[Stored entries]

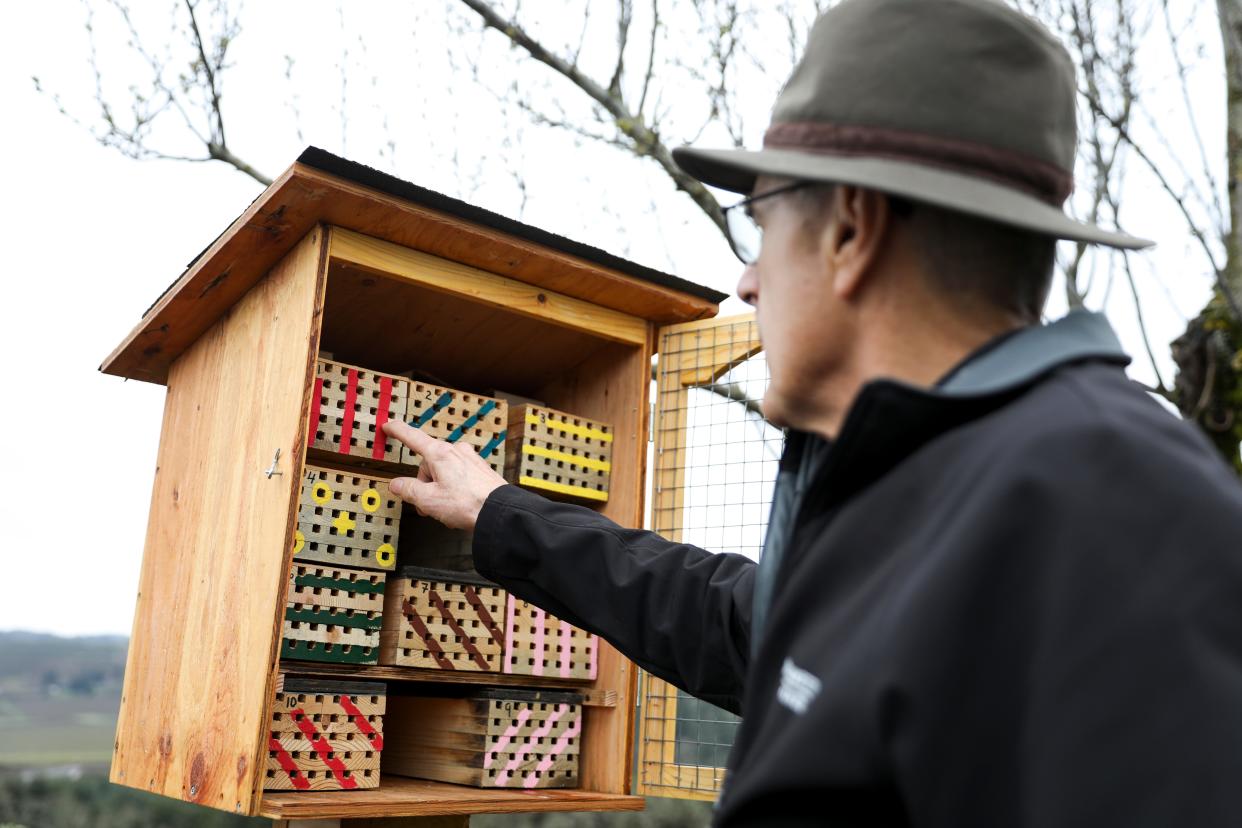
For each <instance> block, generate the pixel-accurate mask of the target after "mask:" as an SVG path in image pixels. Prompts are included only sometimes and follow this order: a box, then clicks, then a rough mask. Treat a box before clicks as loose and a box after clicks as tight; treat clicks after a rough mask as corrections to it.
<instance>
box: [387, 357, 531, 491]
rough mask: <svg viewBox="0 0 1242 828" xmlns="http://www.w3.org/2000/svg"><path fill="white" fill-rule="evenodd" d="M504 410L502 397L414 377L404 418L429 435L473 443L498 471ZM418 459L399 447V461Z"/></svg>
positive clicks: (502, 455) (471, 443)
mask: <svg viewBox="0 0 1242 828" xmlns="http://www.w3.org/2000/svg"><path fill="white" fill-rule="evenodd" d="M508 412H509V406H508V403H507V402H505V401H504V400H496V398H493V397H484V396H479V395H477V394H468V392H466V391H457V390H455V389H446V387H441V386H438V385H431V384H428V382H419V381H417V380H415V381H411V382H410V396H409V403H407V406H406V412H405V421H406V422H407V423H409V425H410V426H412V427H414V428H419V430H421V431H425V432H427V433H428V434H431V436H432V437H438V438H440V439H445V441H447V442H450V443H467V444H469V446H473V447H474V449H476V451H477V452H478V454H479V457H482V458H483V459H486V461H487V462H488V463H489V464H491V466H492V468H493V469H496V470H497V473H499V472H502V470H503V469H504V436H505V427H507V425H508V416H509V413H508ZM421 459H422V458H421V457H419V456H417V454H415V453H414V452H411V451H410V449H409V448H402V451H401V462H402V463H405V464H407V466H417V464H419V463H420V462H421Z"/></svg>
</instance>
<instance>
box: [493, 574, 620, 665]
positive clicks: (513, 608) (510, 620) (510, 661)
mask: <svg viewBox="0 0 1242 828" xmlns="http://www.w3.org/2000/svg"><path fill="white" fill-rule="evenodd" d="M599 649H600V641H599V637H597V636H596V634H594V633H589V632H586V631H584V629H579V628H578V627H575V626H574V624H571V623H569V622H568V621H563V619H560V618H558V617H555V616H554V614H551V613H550V612H544V611H543V610H540V608H539V607H537V606H535V605H533V603H530V602H528V601H523V600H522V598H518V597H517V596H514V595H512V593H510V595H509V597H508V600H507V601H505V610H504V669H503V672H504V673H512V674H514V675H543V677H553V678H561V679H584V680H594V679H595V674H596V658H597V655H599Z"/></svg>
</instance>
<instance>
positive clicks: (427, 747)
mask: <svg viewBox="0 0 1242 828" xmlns="http://www.w3.org/2000/svg"><path fill="white" fill-rule="evenodd" d="M581 732H582V696H580V695H576V694H574V693H549V691H544V690H540V691H524V690H513V689H508V690H484V691H482V693H474V694H471V695H468V696H466V698H463V699H441V698H420V696H400V698H395V699H394V700H392V708H391V714H390V730H389V734H390V736H391V739H392V750H391V751H390V754H389V756H388V761H386V762H385V767H386V768H388V771H389V772H390V773H400V775H402V776H415V777H420V778H425V780H438V781H441V782H456V783H458V785H473V786H477V787H484V788H493V787H494V788H515V790H525V791H529V790H532V788H573V787H578V757H579V749H580V744H581V742H580V739H581Z"/></svg>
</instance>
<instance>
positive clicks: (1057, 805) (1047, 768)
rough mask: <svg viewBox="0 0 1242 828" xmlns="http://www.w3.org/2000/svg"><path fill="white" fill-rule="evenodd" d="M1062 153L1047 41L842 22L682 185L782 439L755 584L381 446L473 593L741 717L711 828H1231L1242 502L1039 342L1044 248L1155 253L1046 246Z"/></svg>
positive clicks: (690, 549)
mask: <svg viewBox="0 0 1242 828" xmlns="http://www.w3.org/2000/svg"><path fill="white" fill-rule="evenodd" d="M1074 142H1076V135H1074V70H1073V66H1072V63H1071V61H1069V58H1068V56H1067V55H1066V53H1064V51H1063V50H1062V48H1061V47H1059V45H1057V43H1056V42H1054V41H1053V40H1052V38H1051V37H1049V36H1048V35H1047V34H1046V32H1045V31H1043V30H1042V29H1041V27H1040V26H1038V25H1037V24H1035V22H1032V21H1031V20H1028V19H1026V17H1025V16H1022V15H1020V14H1017V12H1015V11H1011V10H1009V9H1007V7H1005V6H1004V5H1001V4H1000V2H994V1H992V0H846V1H845V2H842V4H840V5H838V6H836V7H835V9H833V10H831V11H828V12H827V14H826V15H825V16H823V17H822V19H821V20H820V21H818V24H817V25H816V27H815V29H814V31H812V34H811V37H810V41H809V47H807V53H806V56H805V57H804V60H802V62H801V63H800V65H799V67H797V68H796V70H795V72H794V76H792V77H791V78H790V81H789V83H787V86H786V87H785V89H784V92H782V93H781V96H780V98H779V101H777V102H776V107H775V110H774V115H773V125H771V128H770V129H769V132H768V135H766V140H765V149H764V150H761V151H755V153H746V151H735V150H734V151H707V150H681V151H679V153H678V154H677V159H678V163H679V164H682V166H683V168H684V169H686V170H687V171H688V173H691V174H692V175H696V176H698V178H700V179H702V180H703V181H705V182H708V184H712V185H715V186H719V187H724V189H729V190H734V191H738V192H749V194H750V197H749V199H748V200H746V202H745V204H744V207H743V209H733V210H730V211H729V214H730V215H729V218H730V222H729V227H730V236H732V241H733V243H734V248H735V251H737V252H738V254H739V257H741V258H743V261H744V262H746V268H745V271H744V273H743V277H741V282H740V283H739V286H738V292H739V294H740V295H741V297H743V298H744V299H746V300H748V302H750V303H751V304H754V305H755V308H756V313H758V318H759V324H760V330H761V333H763V339H764V345H765V349H766V355H768V362H769V366H770V372H771V386H770V390H769V392H768V396H766V398H765V401H764V410H765V413H766V416H768V417H769V418H770V420H771V421H773V422H774V423H777V425H780V426H785V427H787V428H789V430H790V431H789V438H787V446H786V452H785V456H784V458H782V461H781V477H780V480H779V483H777V488H776V495H775V502H774V505H773V515H771V520H770V525H769V536H768V540H766V542H765V551H764V556H763V562H761V564H760V565H759V566H758V567H756V566H755V565H754V564H751V562H749V561H746V560H744V559H741V557H739V556H734V555H710V554H708V552H705V551H703V550H697V549H693V547H691V546H686V545H678V544H669V542H667V541H664V540H662V539H660V538H657V536H655V535H652V534H650V533H642V531H636V530H627V529H621V528H619V526H616V525H614V524H611V523H610V521H607V520H605V519H602V518H600V516H599V515H596V514H595V513H594V511H591V510H589V509H584V508H580V506H571V505H564V504H556V503H550V502H548V500H544V499H543V498H540V497H537V495H534V494H532V493H528V492H524V490H522V489H518V488H515V487H510V485H504V484H503V482H502V480H501V479H499V478H498V477H496V475H494V474H493V473H492V472H491V470H489V469H488V468H487V466H486V463H483V462H482V461H479V459H478V458H477V457H476V456H473V454H472V453H471V452H469V449H468V448H466V449H463V448H461V447H457V448H452V447H448V446H446V444H442V443H438V442H436V441H433V439H431V438H430V437H427V436H425V434H422V433H421V432H417V431H415V430H412V428H410V427H407V426H405V425H401V423H395V425H394V423H390V425H389V426H386V427H385V428H386V430H388V431H389V433H390V434H392V436H395V437H397V438H400V439H402V441H404V442H405V443H406V444H409V446H410V447H411V448H412V449H415V451H416V452H420V453H421V454H424V457H425V462H424V464H422V467H421V468H420V473H419V478H417V479H399V480H394V483H392V490H394V492H395V493H397V494H399V495H400V497H402V498H404V499H405V500H407V502H409V503H412V504H414V505H415V506H417V509H419V510H420V511H422V513H425V514H428V515H431V516H435V518H437V519H440V520H442V521H445V523H447V524H448V525H451V526H457V528H463V529H473V531H474V561H476V566H477V569H478V570H479V571H481V572H482V574H483V575H487V576H489V577H492V578H494V580H497V581H498V582H501V583H502V585H503V586H505V587H508V588H509V590H512V591H513V592H515V593H517V595H519V596H520V597H523V598H527V600H530V601H534V602H535V603H538V605H542V606H544V607H546V608H548V610H550V611H551V612H554V613H556V614H559V616H561V617H565V618H568V619H570V621H573V622H574V623H578V624H580V626H582V627H586V628H587V629H592V631H596V632H599V633H601V634H602V636H605V637H606V638H609V639H610V641H612V642H614V643H615V644H616V646H617V647H619V648H620V649H622V650H623V652H625V653H626V654H628V655H630V657H631V658H633V659H635V660H636V662H637V663H638V664H641V665H642V667H643V668H646V669H648V670H651V672H652V673H655V674H656V675H660V677H663V678H666V679H668V680H671V682H673V683H674V684H677V685H679V686H682V688H686V689H687V690H688V691H689V693H692V694H694V695H697V696H700V698H703V699H707V700H709V701H713V703H715V704H719V705H722V706H724V708H728V709H730V710H735V711H739V713H741V715H743V724H741V727H740V730H739V734H738V740H737V744H735V745H734V749H733V752H732V755H730V760H729V768H728V770H729V773H728V778H727V782H725V790H724V792H723V794H722V798H720V802H719V807H718V809H717V821H718V823H719V824H727V826H741V824H755V826H773V824H782V826H785V824H847V826H905V824H909V826H945V827H950V826H951V827H961V826H1036V827H1040V826H1058V827H1059V826H1084V827H1087V826H1090V827H1093V828H1094V827H1099V826H1128V827H1133V826H1226V824H1228V826H1235V824H1238V822H1240V821H1242V550H1240V539H1242V497H1240V490H1238V487H1237V482H1236V480H1235V479H1232V477H1231V475H1230V473H1228V472H1227V470H1226V468H1225V466H1223V464H1222V463H1221V462H1220V461H1218V458H1217V457H1216V456H1215V454H1213V453H1212V452H1211V451H1210V448H1208V447H1207V446H1206V443H1205V441H1203V439H1201V438H1200V436H1199V434H1197V433H1196V432H1194V431H1192V430H1191V428H1190V427H1187V426H1185V425H1184V423H1181V422H1177V421H1176V420H1175V418H1174V417H1171V416H1170V415H1167V413H1165V412H1164V411H1163V410H1161V408H1160V407H1159V406H1158V405H1156V403H1155V402H1154V401H1151V400H1150V398H1149V397H1148V395H1146V394H1144V392H1143V391H1141V389H1139V387H1138V386H1136V385H1134V384H1131V382H1129V381H1128V380H1126V377H1125V375H1124V371H1123V369H1124V365H1125V364H1126V361H1128V360H1126V358H1125V356H1124V354H1123V353H1122V351H1120V349H1119V346H1118V344H1117V339H1115V336H1114V335H1113V333H1112V330H1110V329H1109V328H1108V325H1107V323H1105V322H1104V320H1103V318H1100V317H1095V315H1092V314H1082V313H1079V314H1072V315H1069V317H1068V318H1066V319H1063V320H1061V322H1057V323H1053V324H1049V325H1040V317H1041V310H1042V305H1043V300H1045V298H1046V295H1047V292H1048V284H1049V279H1051V272H1052V262H1053V246H1054V240H1056V238H1074V240H1086V241H1090V242H1098V243H1104V245H1113V246H1117V247H1141V246H1144V245H1145V242H1141V241H1140V240H1135V238H1131V237H1129V236H1124V235H1122V233H1113V232H1108V231H1104V230H1100V228H1098V227H1092V226H1087V225H1081V223H1077V222H1074V221H1072V220H1069V218H1067V217H1066V216H1064V215H1063V214H1062V211H1061V205H1062V202H1063V201H1064V199H1066V196H1067V194H1068V191H1069V185H1071V170H1072V165H1073V156H1074ZM743 210H745V211H746V212H748V214H749V215H751V216H753V218H754V222H755V225H756V227H750V228H749V232H750V235H749V236H746V235H744V233H745V232H746V231H748V227H746V225H745V222H746V216H745V215H743ZM759 228H761V230H763V236H761V242H763V245H761V248H760V247H759V246H758V242H759V241H760V238H759V232H758V230H759Z"/></svg>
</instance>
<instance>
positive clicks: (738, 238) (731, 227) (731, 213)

Problem details:
Up to and including the line with "410L502 397L414 377L404", repeat every line from the top of the entries exactly, but not the pictures.

Answer area:
For each <instance> block, generate the pixel-accurate mask of the target after "mask:" as an SVG path in image pixels. Prompts are included only sometimes and follow this order: a box, then clicks, then a rough mask. Treat a box before clicks as loose and a box after clicks as tight; treat clicks after a rough mask as corrections to it.
<instance>
box: [387, 357, 531, 491]
rough mask: <svg viewBox="0 0 1242 828" xmlns="http://www.w3.org/2000/svg"><path fill="white" fill-rule="evenodd" d="M504 410L502 397L414 377L404 418L429 435L473 443L498 471ZM418 459L399 447V461Z"/></svg>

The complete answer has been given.